◆ **Materials provided**:

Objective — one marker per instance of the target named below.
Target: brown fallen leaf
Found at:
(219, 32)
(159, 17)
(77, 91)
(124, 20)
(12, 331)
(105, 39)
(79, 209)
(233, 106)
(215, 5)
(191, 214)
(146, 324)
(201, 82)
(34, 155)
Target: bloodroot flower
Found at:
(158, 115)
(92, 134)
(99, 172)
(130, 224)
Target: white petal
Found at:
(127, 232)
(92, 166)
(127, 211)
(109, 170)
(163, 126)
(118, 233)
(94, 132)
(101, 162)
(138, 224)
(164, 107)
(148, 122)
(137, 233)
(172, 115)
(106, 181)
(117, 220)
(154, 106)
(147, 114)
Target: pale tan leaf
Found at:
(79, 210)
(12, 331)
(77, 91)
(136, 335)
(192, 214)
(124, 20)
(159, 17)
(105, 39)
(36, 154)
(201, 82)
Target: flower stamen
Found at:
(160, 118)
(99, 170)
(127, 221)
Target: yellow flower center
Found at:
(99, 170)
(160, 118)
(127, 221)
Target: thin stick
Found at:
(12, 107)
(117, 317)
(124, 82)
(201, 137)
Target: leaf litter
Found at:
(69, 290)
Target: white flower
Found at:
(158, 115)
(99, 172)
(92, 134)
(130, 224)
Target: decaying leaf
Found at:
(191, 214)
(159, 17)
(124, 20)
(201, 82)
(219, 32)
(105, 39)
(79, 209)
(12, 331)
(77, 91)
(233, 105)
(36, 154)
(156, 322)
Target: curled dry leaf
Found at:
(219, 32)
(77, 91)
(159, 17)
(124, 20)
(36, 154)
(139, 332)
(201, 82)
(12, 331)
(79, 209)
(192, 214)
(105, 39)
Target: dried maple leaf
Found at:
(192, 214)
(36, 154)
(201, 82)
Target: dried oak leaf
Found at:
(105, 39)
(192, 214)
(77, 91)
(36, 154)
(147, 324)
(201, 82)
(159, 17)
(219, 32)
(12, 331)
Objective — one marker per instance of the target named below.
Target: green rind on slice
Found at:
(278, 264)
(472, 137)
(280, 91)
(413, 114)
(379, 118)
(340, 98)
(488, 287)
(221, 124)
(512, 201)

◆ **Required work**:
The required output is a copy of each line in the records where the string "flower" occurs.

◆ **Expected answer**:
Target: bloodroot flower
Target: flower stamen
Target: yellow flower center
Target: white flower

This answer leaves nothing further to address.